**Your instructions**
Change every "routine" in the data below to "function", keeping everything else the same, and leave the pictures out of your answer.

**Dataset extract**
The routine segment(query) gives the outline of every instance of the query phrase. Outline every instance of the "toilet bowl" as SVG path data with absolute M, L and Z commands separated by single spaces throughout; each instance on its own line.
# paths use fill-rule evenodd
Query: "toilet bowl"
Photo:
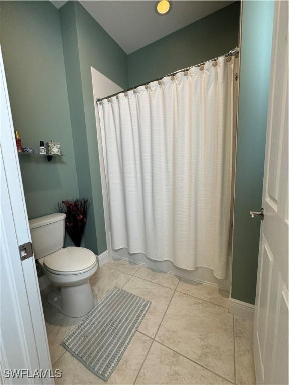
M 65 214 L 55 213 L 29 221 L 34 256 L 58 288 L 48 303 L 69 317 L 81 317 L 94 307 L 89 278 L 98 264 L 95 255 L 82 247 L 64 248 Z

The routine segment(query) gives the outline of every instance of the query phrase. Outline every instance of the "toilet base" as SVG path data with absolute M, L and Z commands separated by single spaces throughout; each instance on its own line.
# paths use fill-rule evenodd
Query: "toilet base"
M 47 302 L 68 317 L 85 315 L 94 306 L 89 280 L 76 286 L 61 286 L 48 293 Z

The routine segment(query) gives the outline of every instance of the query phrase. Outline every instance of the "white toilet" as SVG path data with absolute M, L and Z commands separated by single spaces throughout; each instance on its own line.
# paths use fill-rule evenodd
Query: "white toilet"
M 29 221 L 34 257 L 57 291 L 48 302 L 69 317 L 81 317 L 94 306 L 89 278 L 96 271 L 95 255 L 83 247 L 63 248 L 65 214 L 56 213 Z

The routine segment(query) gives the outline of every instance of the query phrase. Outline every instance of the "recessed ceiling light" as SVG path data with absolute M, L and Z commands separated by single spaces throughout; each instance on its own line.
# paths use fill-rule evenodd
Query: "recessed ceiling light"
M 155 10 L 158 15 L 167 15 L 172 9 L 172 2 L 169 0 L 159 0 L 156 2 Z

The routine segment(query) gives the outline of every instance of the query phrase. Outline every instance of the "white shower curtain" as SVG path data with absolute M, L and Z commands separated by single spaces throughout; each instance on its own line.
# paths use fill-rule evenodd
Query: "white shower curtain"
M 233 62 L 98 102 L 113 249 L 225 278 Z

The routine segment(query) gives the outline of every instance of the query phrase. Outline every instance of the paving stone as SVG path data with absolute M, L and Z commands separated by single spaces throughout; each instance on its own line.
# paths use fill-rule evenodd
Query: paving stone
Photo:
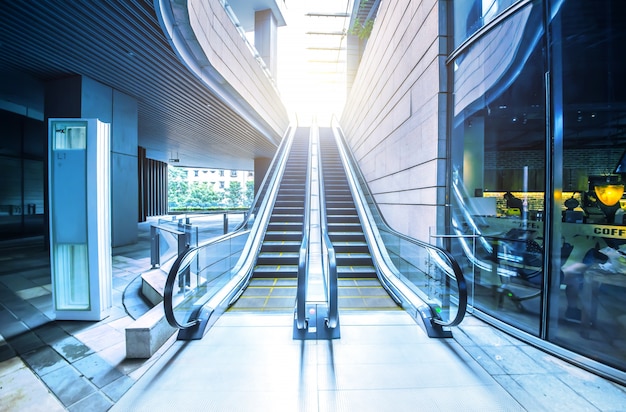
M 41 379 L 65 406 L 73 405 L 96 391 L 87 378 L 69 365 L 52 371 Z
M 39 376 L 69 366 L 69 363 L 57 351 L 47 345 L 25 353 L 22 358 Z
M 70 412 L 107 411 L 113 406 L 113 402 L 100 392 L 95 392 L 88 397 L 76 402 L 67 408 Z
M 99 388 L 108 385 L 122 376 L 120 371 L 102 359 L 97 353 L 80 359 L 74 362 L 73 365 Z

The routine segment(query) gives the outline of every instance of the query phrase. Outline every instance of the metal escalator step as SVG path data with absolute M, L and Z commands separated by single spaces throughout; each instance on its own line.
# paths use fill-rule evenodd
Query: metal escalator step
M 296 277 L 298 265 L 257 265 L 253 270 L 254 277 Z
M 376 277 L 374 266 L 339 266 L 337 265 L 337 276 L 339 277 Z
M 295 296 L 295 278 L 252 278 L 229 311 L 292 312 Z

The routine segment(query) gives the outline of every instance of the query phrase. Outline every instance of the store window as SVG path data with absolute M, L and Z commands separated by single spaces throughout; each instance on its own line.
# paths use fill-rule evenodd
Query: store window
M 520 1 L 483 32 L 467 6 L 454 4 L 451 231 L 473 307 L 623 379 L 626 3 Z
M 464 0 L 454 3 L 454 45 L 458 47 L 472 34 L 505 11 L 517 0 Z
M 549 339 L 626 370 L 626 4 L 552 2 L 554 234 L 567 245 Z M 561 160 L 562 159 L 562 160 Z
M 474 307 L 536 336 L 546 250 L 542 15 L 527 5 L 452 62 L 455 253 L 473 270 Z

**Written response**
The function segment(query) gives the outline of every instance of the query phrase. Outline every instance of the "toilet bowl" as SVG path data with absolute M, L and Z commands separated by single spaces throughout; each instance on its own line.
# paths use fill-rule evenodd
Query: "toilet bowl"
Photo:
M 65 214 L 55 213 L 29 221 L 34 256 L 58 288 L 48 303 L 69 317 L 81 317 L 94 307 L 89 278 L 98 264 L 95 255 L 82 247 L 64 248 Z

The function segment(query) gives the outline of every instance of the query phrase. Outline every instance of the "toilet base" as SVG path data with absolute M, L and Z commands separated by single spaces throughout; each instance on its own line.
# paths use fill-rule evenodd
Query: "toilet base"
M 47 302 L 68 317 L 85 315 L 94 306 L 89 280 L 76 286 L 61 286 L 48 293 Z

The function segment(query) gives the outline of every instance of the query phrase. Outline every instance of the "white toilet" as SVG path data with absolute M, L and Z commands separated by single spaces throughout; each instance on its own line.
# paths use fill-rule evenodd
Query: "white toilet"
M 29 221 L 34 257 L 57 291 L 48 302 L 69 317 L 81 317 L 94 306 L 89 278 L 96 271 L 95 255 L 83 247 L 63 248 L 65 214 L 56 213 Z

The function segment(query) gives the outline of every instance of the query phrase. Outline every instance of the "recessed ceiling light" as SVG path data with absolute M, L and Z commands separated by single spaces throughout; each instance on its own line.
# paths use fill-rule evenodd
Query: "recessed ceiling light"
M 155 10 L 158 15 L 167 15 L 172 9 L 172 2 L 169 0 L 159 0 L 156 2 Z

The function segment(query) gives the outline of every instance of the query phrase. Outline every instance of the "white shower curtain" as SVG path data with absolute M, L and Z commands separated by single spaces throughout; each instance on its own line.
# paths use fill-rule evenodd
Query: "white shower curtain"
M 233 62 L 98 102 L 113 249 L 225 278 Z

The function segment(query) gives the outline of every instance of the query phrase. Outline every instance of the paving stone as SVG path data with absolute M, L and Z commands separated by single spaces throughout; each instance on its own line.
# paths use fill-rule evenodd
Query: paving stone
Photo:
M 41 379 L 65 406 L 73 405 L 96 391 L 87 378 L 69 365 L 52 371 Z
M 39 376 L 69 366 L 69 363 L 57 351 L 47 345 L 25 353 L 22 358 Z
M 70 412 L 107 411 L 113 406 L 113 402 L 100 392 L 95 392 L 88 397 L 76 402 L 67 408 Z
M 99 388 L 108 385 L 122 376 L 120 371 L 102 359 L 97 353 L 80 359 L 74 362 L 73 365 Z

The function segment(query) gives the outline of every instance of the query phrase. Outline every instance of the metal escalator step as SVG path data with absolute M, L and Z commands separated by single spaces throughout; each instance on its own line.
# paths use fill-rule evenodd
Query: metal escalator step
M 296 277 L 298 265 L 257 265 L 253 270 L 254 277 Z
M 376 277 L 374 266 L 339 266 L 337 265 L 337 276 L 339 277 Z
M 295 296 L 295 278 L 252 278 L 229 311 L 292 312 Z

The function segment(query) gives the outline of every instance of the query phrase. Outline every instance of the store window as SVG path data with absolute M, L and Z commands separated by single spaces throughout; each instance on its own line.
# paths use fill-rule evenodd
Query: store window
M 520 1 L 483 32 L 467 6 L 454 4 L 451 231 L 473 307 L 623 379 L 626 3 Z
M 464 0 L 454 3 L 454 45 L 458 47 L 472 34 L 505 11 L 517 0 Z
M 549 339 L 626 370 L 626 4 L 552 2 L 554 234 L 567 245 Z M 561 160 L 562 159 L 562 160 Z
M 474 307 L 536 336 L 546 250 L 542 15 L 527 5 L 452 62 L 455 253 L 473 270 Z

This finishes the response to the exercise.